[Extract provided]
········

# crap lol



## Jorunder (Apr 30, 2013)

I recently bought a lot of aquariums off of craigslist. 
I tried to drill a hole in the 150, but little did I know it was tempered glass.
Now the whole side panel is cracked, all over, but it didn't shatter LOL
It looks like someone cracked it in one place, then slowly applied pressure to the entire plate, not breaking it, but spreading the cracks LOL
Except it happened all at once
In like 1 second
Halp me


----------



## WvHoopie (May 26, 2013)

If on bottom buy thick acrylic piece you can drill it .I would even mount the tank on plywood after the repair drill through both. when they build aquariums on "TANKED" they are mounted on plywood


----------



## AbbeysDad (Mar 28, 2011)

You can cut a piece of either tempered or even window glass to fit the entire inside end, leaving the existing glass in place. Put a bead of silicone first, place the glass, then seal it in place. Forget about drilling. ;-)

········

[The tasks]
**A.** Answer these questions about the forum thread on the cracked aquarium:
(i) What did Jorunder try to drill a hole in?
(ii) According to WvHoopie, what are aquariums on "TANKED" mounted on?
(iii) What does AbbeysDad say to put down first, before placing the glass?
**B.** Write out all of the entries again, substituting "occurrence" for each "instance" and leaving everything else as it is.
The entries that follow are unrelated to the forum thread.

········

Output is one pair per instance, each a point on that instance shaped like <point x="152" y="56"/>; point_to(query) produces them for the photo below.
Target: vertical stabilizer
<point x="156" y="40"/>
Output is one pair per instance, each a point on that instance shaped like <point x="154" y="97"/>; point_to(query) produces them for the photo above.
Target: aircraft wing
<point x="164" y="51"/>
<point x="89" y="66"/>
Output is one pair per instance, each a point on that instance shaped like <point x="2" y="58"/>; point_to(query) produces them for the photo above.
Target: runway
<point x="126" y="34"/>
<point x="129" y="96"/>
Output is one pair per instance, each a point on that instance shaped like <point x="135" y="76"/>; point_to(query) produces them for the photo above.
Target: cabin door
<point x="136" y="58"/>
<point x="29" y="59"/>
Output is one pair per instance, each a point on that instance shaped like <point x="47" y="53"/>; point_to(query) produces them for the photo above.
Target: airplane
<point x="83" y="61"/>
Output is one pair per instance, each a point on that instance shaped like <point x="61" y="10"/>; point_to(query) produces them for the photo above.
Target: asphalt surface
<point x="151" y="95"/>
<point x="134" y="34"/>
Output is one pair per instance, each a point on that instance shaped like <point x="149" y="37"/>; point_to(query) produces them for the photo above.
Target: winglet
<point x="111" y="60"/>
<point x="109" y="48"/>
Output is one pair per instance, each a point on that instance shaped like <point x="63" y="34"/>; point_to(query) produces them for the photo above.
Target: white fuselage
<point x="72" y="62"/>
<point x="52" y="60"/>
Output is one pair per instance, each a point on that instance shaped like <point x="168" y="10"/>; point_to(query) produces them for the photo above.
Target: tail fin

········

[Results of the tasks]
**A.**
(i) The 150, which turned out to be tempered glass.
(ii) Plywood.
(iii) A bead of silicone.

**B.**
Output is one pair per occurrence, each a point on that occurrence shaped like <point x="152" y="56"/>; point_to(query) produces them for the photo below.
Target: vertical stabilizer
<point x="156" y="40"/>
Output is one pair per occurrence, each a point on that occurrence shaped like <point x="154" y="97"/>; point_to(query) produces them for the photo above.
Target: aircraft wing
<point x="164" y="51"/>
<point x="89" y="66"/>
Output is one pair per occurrence, each a point on that occurrence shaped like <point x="2" y="58"/>; point_to(query) produces them for the photo above.
Target: runway
<point x="126" y="34"/>
<point x="129" y="96"/>
Output is one pair per occurrence, each a point on that occurrence shaped like <point x="135" y="76"/>; point_to(query) produces them for the photo above.
Target: cabin door
<point x="136" y="58"/>
<point x="29" y="59"/>
Output is one pair per occurrence, each a point on that occurrence shaped like <point x="47" y="53"/>; point_to(query) produces them for the photo above.
Target: airplane
<point x="83" y="61"/>
Output is one pair per occurrence, each a point on that occurrence shaped like <point x="61" y="10"/>; point_to(query) produces them for the photo above.
Target: asphalt surface
<point x="151" y="95"/>
<point x="134" y="34"/>
Output is one pair per occurrence, each a point on that occurrence shaped like <point x="149" y="37"/>; point_to(query) produces them for the photo above.
Target: winglet
<point x="111" y="60"/>
<point x="109" y="48"/>
Output is one pair per occurrence, each a point on that occurrence shaped like <point x="63" y="34"/>; point_to(query) produces them for the photo above.
Target: white fuselage
<point x="72" y="62"/>
<point x="52" y="60"/>
Output is one pair per occurrence, each a point on that occurrence shaped like <point x="168" y="10"/>; point_to(query) produces them for the photo above.
Target: tail fin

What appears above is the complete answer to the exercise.